Find the line with "Target: distant cliff" in the records below. Copy it and every line after it, up to and including the line with "indicate the canyon".

[Point-per-instance localization data]
···

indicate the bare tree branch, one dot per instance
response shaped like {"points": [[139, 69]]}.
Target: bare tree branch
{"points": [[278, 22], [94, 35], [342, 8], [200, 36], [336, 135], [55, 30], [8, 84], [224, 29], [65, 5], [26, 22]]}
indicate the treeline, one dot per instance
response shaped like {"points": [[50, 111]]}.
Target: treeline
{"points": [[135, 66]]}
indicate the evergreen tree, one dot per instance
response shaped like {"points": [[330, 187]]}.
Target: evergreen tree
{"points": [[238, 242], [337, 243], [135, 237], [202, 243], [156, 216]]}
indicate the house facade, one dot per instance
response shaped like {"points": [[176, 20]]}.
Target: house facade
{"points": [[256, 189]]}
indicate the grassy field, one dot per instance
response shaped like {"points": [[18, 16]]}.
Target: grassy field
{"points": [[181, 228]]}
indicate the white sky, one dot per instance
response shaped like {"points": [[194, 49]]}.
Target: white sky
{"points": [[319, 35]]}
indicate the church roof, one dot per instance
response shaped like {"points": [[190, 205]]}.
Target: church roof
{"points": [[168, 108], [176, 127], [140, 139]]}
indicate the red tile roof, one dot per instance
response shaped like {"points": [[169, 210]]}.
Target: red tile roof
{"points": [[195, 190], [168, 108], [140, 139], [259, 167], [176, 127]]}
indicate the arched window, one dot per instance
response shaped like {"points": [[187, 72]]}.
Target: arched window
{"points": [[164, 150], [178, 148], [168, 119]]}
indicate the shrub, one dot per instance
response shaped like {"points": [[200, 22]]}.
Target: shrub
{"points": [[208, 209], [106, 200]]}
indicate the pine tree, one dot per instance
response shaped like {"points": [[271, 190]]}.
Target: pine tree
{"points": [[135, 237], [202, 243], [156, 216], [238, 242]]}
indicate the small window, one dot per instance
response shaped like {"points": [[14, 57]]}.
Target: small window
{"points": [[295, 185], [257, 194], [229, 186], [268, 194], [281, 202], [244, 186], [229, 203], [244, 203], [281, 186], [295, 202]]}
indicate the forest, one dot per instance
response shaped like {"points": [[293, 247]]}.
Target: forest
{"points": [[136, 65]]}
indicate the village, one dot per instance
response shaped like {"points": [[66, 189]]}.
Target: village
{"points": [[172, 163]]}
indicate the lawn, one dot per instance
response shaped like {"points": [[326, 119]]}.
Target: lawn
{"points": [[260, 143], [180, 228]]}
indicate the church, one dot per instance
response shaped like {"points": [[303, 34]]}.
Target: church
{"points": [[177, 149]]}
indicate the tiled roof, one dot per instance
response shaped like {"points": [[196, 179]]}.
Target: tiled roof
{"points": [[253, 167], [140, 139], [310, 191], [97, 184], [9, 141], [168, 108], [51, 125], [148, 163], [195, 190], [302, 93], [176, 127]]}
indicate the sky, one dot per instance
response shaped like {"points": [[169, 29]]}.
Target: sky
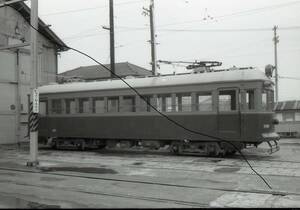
{"points": [[234, 32]]}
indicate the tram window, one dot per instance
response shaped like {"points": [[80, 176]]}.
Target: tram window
{"points": [[270, 100], [84, 105], [250, 99], [98, 105], [183, 102], [70, 106], [227, 100], [113, 104], [279, 117], [128, 104], [264, 100], [164, 103], [144, 107], [297, 116], [204, 102], [288, 117], [43, 108], [56, 106]]}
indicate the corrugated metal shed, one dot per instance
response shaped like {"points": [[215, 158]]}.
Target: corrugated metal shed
{"points": [[44, 29]]}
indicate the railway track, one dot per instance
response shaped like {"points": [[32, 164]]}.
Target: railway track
{"points": [[268, 192], [212, 161]]}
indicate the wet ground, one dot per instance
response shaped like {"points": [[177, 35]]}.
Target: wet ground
{"points": [[145, 179]]}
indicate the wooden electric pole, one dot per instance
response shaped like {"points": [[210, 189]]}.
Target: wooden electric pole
{"points": [[150, 12], [112, 37], [276, 41], [33, 106], [153, 38]]}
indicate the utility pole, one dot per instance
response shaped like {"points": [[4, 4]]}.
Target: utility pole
{"points": [[33, 85], [276, 41], [112, 37], [151, 13]]}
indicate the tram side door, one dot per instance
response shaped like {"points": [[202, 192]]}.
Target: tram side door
{"points": [[229, 121]]}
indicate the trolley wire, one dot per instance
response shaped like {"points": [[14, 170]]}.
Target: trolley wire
{"points": [[162, 114]]}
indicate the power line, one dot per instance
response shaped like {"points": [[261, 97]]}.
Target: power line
{"points": [[214, 30], [285, 77], [245, 12], [91, 8]]}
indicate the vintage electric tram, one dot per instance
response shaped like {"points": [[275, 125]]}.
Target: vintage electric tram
{"points": [[235, 105]]}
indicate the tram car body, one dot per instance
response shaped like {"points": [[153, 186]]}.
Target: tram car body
{"points": [[235, 105]]}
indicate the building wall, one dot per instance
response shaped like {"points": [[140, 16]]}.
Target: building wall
{"points": [[289, 123], [15, 73]]}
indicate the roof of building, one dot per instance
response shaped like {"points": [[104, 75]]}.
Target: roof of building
{"points": [[98, 72], [287, 105], [159, 81], [44, 29]]}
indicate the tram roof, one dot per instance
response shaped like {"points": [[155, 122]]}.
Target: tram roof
{"points": [[159, 81]]}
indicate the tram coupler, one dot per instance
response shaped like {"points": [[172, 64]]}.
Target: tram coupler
{"points": [[273, 148]]}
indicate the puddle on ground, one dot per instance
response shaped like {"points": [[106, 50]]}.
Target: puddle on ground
{"points": [[227, 169], [81, 170], [290, 144], [138, 163], [7, 174], [51, 179], [13, 202]]}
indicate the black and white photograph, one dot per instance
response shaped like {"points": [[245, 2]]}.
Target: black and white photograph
{"points": [[138, 104]]}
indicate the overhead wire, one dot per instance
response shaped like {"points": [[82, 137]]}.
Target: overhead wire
{"points": [[245, 12], [90, 8], [216, 138]]}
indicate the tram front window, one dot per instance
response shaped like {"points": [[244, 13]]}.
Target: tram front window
{"points": [[227, 100], [267, 100]]}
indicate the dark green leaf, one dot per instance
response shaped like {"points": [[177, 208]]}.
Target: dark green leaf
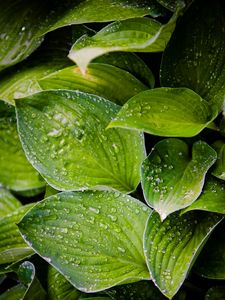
{"points": [[131, 35], [211, 262], [219, 169], [93, 238], [212, 198], [171, 179], [64, 137], [171, 247], [166, 112], [12, 246], [60, 288], [99, 79], [216, 293], [195, 56], [16, 172], [8, 203]]}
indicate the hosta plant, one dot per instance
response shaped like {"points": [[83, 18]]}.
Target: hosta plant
{"points": [[112, 149]]}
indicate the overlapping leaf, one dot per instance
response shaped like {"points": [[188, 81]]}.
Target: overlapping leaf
{"points": [[166, 112], [212, 197], [64, 137], [195, 56], [8, 203], [16, 172], [171, 247], [171, 179], [93, 238], [131, 35], [12, 246]]}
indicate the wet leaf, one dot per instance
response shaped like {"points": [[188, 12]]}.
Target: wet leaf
{"points": [[215, 293], [130, 35], [94, 238], [16, 172], [99, 79], [30, 20], [219, 168], [171, 179], [59, 287], [12, 246], [64, 137], [171, 247], [166, 112], [195, 56], [8, 203], [210, 263], [212, 197]]}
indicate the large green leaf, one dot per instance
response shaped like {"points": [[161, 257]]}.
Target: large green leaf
{"points": [[166, 112], [8, 203], [16, 172], [216, 293], [94, 238], [195, 56], [59, 287], [12, 246], [211, 262], [64, 137], [99, 79], [131, 35], [171, 247], [29, 20], [21, 80], [171, 179], [219, 169], [212, 197]]}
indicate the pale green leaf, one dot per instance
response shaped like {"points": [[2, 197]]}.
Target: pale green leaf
{"points": [[166, 112], [219, 168], [171, 247], [216, 293], [8, 203], [63, 134], [211, 262], [212, 197], [16, 172], [131, 35], [94, 238], [23, 23], [12, 246], [195, 56], [99, 79], [59, 287], [171, 178]]}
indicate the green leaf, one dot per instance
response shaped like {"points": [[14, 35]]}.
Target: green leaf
{"points": [[129, 62], [195, 56], [212, 198], [64, 137], [59, 287], [8, 203], [142, 290], [30, 20], [99, 79], [94, 238], [219, 168], [166, 112], [211, 261], [12, 246], [131, 35], [21, 80], [216, 293], [171, 179], [16, 172], [171, 247]]}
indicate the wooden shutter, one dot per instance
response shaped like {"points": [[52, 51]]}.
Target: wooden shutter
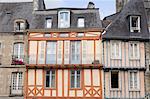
{"points": [[32, 52], [41, 52], [66, 52], [84, 47], [59, 52]]}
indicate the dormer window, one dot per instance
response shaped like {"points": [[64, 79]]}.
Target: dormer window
{"points": [[80, 22], [20, 25], [134, 23], [63, 19], [48, 23]]}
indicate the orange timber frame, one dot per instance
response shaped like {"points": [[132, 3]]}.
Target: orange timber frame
{"points": [[63, 67]]}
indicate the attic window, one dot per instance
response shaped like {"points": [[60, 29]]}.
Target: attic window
{"points": [[135, 24], [20, 25]]}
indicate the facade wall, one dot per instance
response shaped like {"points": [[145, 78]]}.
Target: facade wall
{"points": [[90, 84], [124, 61], [124, 66], [124, 90], [7, 41]]}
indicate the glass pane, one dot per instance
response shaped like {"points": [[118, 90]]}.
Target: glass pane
{"points": [[51, 53], [47, 81], [114, 80]]}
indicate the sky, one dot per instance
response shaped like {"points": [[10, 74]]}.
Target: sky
{"points": [[106, 7]]}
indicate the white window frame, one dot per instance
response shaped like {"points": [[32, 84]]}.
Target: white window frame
{"points": [[119, 81], [47, 23], [114, 50], [18, 53], [62, 23], [1, 47], [81, 22], [132, 29], [18, 87], [50, 79], [75, 61], [138, 81], [75, 79], [16, 26], [133, 50]]}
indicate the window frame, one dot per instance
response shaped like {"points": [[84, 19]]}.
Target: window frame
{"points": [[19, 50], [133, 51], [138, 28], [75, 79], [20, 21], [79, 21], [50, 78], [138, 81], [46, 23], [71, 53], [17, 79], [115, 50], [119, 80], [63, 22]]}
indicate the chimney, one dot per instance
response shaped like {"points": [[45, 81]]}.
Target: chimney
{"points": [[91, 5], [38, 5]]}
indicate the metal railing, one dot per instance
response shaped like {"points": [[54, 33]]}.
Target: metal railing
{"points": [[16, 90]]}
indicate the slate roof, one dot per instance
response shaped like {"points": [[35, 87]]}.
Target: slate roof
{"points": [[119, 28], [9, 12]]}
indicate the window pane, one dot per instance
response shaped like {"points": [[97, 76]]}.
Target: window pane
{"points": [[114, 80], [134, 21], [47, 81], [51, 53], [81, 22], [72, 79], [48, 23], [75, 52]]}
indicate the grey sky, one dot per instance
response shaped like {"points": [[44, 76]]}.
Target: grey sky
{"points": [[106, 7]]}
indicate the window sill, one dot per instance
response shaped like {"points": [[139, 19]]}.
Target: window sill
{"points": [[75, 88], [134, 89], [115, 89]]}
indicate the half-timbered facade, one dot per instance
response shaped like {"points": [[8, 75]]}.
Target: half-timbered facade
{"points": [[65, 54], [124, 53]]}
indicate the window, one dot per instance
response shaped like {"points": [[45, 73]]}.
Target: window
{"points": [[75, 79], [20, 26], [18, 51], [63, 35], [114, 79], [48, 23], [75, 52], [133, 80], [80, 22], [64, 19], [16, 83], [134, 51], [50, 79], [116, 50], [0, 48], [80, 34], [135, 23], [51, 52]]}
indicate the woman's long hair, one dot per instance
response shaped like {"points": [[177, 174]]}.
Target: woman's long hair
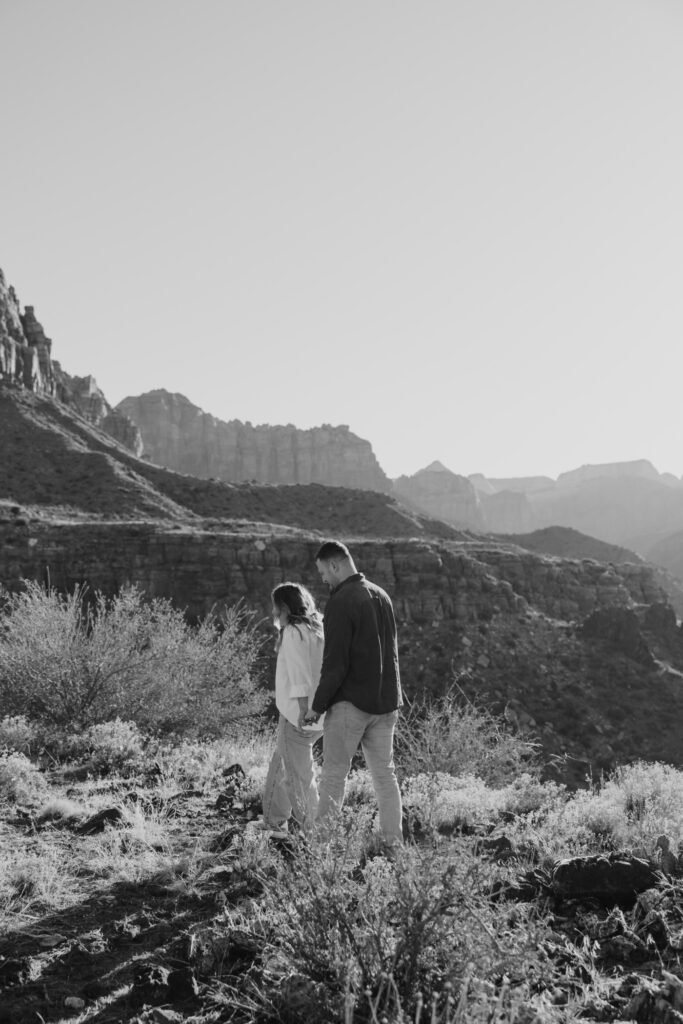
{"points": [[301, 607]]}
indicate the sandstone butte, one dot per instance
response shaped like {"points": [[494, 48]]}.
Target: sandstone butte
{"points": [[584, 652]]}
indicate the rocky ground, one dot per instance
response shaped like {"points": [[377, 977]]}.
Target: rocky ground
{"points": [[152, 898]]}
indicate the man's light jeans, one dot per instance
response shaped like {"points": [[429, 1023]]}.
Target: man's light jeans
{"points": [[345, 727], [290, 785]]}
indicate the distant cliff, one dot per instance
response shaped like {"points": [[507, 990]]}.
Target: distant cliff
{"points": [[26, 361], [180, 436], [438, 493]]}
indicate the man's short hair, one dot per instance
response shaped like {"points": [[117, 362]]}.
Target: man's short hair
{"points": [[331, 551]]}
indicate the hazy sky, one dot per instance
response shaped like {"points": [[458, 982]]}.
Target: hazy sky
{"points": [[456, 226]]}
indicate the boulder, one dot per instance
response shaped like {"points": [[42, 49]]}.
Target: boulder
{"points": [[616, 879]]}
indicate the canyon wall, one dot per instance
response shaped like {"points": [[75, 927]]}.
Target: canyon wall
{"points": [[438, 493], [180, 436], [506, 626], [26, 361]]}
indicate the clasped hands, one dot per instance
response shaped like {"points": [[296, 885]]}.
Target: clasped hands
{"points": [[306, 717]]}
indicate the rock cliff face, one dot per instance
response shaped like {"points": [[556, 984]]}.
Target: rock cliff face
{"points": [[26, 361], [483, 614], [180, 436], [438, 493], [628, 503], [25, 351]]}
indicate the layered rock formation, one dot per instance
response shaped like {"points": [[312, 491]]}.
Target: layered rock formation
{"points": [[628, 504], [26, 361], [441, 494], [180, 436], [25, 351]]}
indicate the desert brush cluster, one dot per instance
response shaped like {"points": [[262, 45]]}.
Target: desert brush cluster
{"points": [[134, 886]]}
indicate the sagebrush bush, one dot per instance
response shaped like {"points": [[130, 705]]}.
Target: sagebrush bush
{"points": [[439, 800], [630, 809], [452, 735], [113, 745], [16, 733], [82, 658], [365, 944], [20, 781]]}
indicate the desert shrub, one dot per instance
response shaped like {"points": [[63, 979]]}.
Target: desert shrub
{"points": [[363, 944], [630, 809], [113, 745], [20, 781], [83, 658], [202, 764], [452, 735], [16, 733], [438, 800]]}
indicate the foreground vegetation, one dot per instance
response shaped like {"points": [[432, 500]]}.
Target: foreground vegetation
{"points": [[134, 886]]}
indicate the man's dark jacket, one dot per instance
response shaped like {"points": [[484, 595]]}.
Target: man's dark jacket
{"points": [[360, 656]]}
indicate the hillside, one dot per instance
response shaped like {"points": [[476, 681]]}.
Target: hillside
{"points": [[54, 459], [585, 654], [181, 436]]}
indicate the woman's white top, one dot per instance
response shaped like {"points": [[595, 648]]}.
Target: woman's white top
{"points": [[298, 670]]}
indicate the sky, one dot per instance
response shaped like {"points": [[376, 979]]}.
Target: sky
{"points": [[454, 225]]}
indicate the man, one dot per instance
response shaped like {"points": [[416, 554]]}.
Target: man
{"points": [[359, 687]]}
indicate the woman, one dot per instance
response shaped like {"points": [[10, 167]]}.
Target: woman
{"points": [[290, 784]]}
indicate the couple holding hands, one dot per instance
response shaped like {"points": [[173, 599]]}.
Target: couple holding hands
{"points": [[337, 677]]}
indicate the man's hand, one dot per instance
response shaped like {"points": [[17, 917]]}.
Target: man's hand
{"points": [[303, 709]]}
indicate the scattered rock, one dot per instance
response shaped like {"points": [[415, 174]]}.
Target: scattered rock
{"points": [[13, 972], [98, 821], [74, 1004], [150, 984], [616, 879], [182, 984]]}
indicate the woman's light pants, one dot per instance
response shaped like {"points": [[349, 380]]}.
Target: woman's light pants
{"points": [[290, 784]]}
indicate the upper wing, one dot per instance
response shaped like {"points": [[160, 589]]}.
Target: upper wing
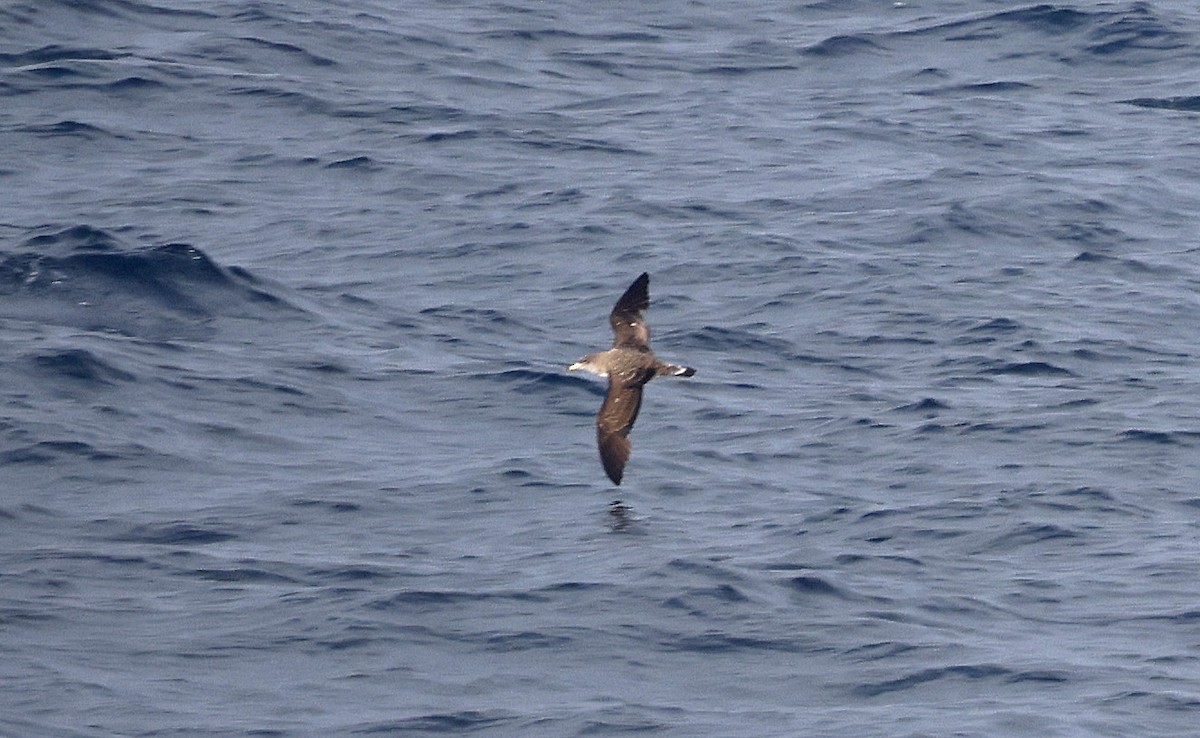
{"points": [[613, 423], [628, 325]]}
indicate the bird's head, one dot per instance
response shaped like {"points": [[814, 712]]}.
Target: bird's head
{"points": [[588, 364]]}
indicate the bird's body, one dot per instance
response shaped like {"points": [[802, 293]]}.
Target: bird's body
{"points": [[628, 365]]}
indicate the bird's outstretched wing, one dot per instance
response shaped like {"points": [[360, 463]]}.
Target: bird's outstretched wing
{"points": [[613, 423], [628, 325]]}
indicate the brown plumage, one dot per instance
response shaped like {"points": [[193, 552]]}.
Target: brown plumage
{"points": [[628, 365]]}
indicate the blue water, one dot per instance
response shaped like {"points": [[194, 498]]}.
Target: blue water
{"points": [[287, 294]]}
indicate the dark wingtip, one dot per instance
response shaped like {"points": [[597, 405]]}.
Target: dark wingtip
{"points": [[636, 298]]}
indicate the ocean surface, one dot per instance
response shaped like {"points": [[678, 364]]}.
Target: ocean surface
{"points": [[288, 291]]}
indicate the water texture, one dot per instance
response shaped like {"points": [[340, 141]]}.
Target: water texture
{"points": [[287, 294]]}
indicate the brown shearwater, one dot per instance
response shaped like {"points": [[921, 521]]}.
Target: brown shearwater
{"points": [[628, 365]]}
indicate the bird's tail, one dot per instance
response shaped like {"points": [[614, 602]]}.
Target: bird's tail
{"points": [[675, 370]]}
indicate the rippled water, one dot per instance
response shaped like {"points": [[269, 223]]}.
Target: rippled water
{"points": [[287, 294]]}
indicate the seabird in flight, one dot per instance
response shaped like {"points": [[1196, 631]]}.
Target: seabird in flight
{"points": [[628, 365]]}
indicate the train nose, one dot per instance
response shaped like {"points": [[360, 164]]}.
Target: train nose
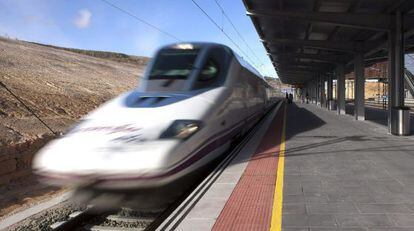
{"points": [[68, 158]]}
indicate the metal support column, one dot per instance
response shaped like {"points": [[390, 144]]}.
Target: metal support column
{"points": [[322, 91], [317, 90], [330, 102], [340, 88], [359, 87], [399, 116]]}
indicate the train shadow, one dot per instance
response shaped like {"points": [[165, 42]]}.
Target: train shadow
{"points": [[299, 121], [377, 115]]}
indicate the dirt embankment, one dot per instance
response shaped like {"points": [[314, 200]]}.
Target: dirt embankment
{"points": [[59, 85]]}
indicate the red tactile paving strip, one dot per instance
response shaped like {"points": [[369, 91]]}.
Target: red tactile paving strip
{"points": [[250, 205]]}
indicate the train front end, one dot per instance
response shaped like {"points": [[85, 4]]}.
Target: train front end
{"points": [[145, 138]]}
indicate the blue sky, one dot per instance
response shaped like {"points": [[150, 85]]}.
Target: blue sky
{"points": [[92, 24]]}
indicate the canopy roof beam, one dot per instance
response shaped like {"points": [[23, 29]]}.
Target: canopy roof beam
{"points": [[379, 22]]}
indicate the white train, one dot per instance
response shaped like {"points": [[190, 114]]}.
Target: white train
{"points": [[193, 100]]}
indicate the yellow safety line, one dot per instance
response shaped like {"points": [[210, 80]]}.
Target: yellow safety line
{"points": [[276, 223]]}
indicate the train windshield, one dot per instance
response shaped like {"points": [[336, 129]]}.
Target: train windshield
{"points": [[174, 64]]}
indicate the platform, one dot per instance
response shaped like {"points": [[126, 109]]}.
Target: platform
{"points": [[335, 174]]}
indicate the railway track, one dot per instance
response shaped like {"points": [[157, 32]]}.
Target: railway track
{"points": [[125, 219], [121, 220]]}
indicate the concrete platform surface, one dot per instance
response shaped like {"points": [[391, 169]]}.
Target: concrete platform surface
{"points": [[338, 174], [342, 174]]}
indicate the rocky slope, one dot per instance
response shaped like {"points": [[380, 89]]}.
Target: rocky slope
{"points": [[58, 84]]}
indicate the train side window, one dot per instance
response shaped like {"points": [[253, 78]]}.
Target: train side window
{"points": [[209, 72]]}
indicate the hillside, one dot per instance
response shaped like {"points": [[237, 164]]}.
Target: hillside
{"points": [[59, 84]]}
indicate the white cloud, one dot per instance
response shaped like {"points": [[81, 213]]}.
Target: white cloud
{"points": [[83, 19]]}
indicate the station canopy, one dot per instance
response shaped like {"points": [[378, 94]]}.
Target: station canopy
{"points": [[308, 37]]}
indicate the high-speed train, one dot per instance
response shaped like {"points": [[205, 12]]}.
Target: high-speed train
{"points": [[193, 100]]}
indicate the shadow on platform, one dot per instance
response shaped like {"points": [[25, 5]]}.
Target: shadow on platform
{"points": [[377, 115]]}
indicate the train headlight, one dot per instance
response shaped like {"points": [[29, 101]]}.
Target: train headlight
{"points": [[181, 129]]}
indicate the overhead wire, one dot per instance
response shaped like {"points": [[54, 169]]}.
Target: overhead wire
{"points": [[141, 20], [237, 31], [222, 30]]}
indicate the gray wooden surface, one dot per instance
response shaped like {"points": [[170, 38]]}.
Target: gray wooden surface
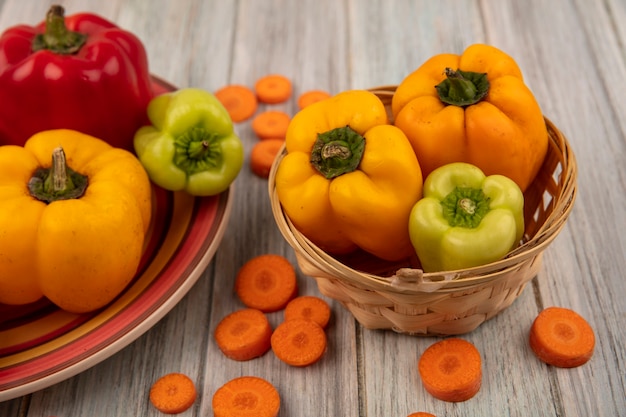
{"points": [[573, 56]]}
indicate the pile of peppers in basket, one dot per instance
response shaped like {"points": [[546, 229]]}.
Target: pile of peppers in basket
{"points": [[475, 134]]}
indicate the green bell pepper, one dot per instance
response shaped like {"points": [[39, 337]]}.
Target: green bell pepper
{"points": [[191, 144], [465, 219]]}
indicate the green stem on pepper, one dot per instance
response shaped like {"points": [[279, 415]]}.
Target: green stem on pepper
{"points": [[337, 152], [57, 37], [465, 207], [462, 88], [197, 150], [59, 182]]}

···

→ **ANSWER TO THIS EXERCISE**
Target: distant cliff
{"points": [[26, 361], [180, 436], [438, 493]]}
indicate the man's short hair, one dot per instance
response shaped like {"points": [[117, 362]]}.
Target: man's short hair
{"points": [[331, 551]]}
indicate the hazy sky, one dot per instance
response shaped like {"points": [[458, 982]]}.
Target: hazy sky
{"points": [[456, 226]]}
indicate the boulder, one dot per instance
response shaped like {"points": [[42, 49]]}.
Target: boulder
{"points": [[616, 879]]}
indicate the canyon wall, one dot per instance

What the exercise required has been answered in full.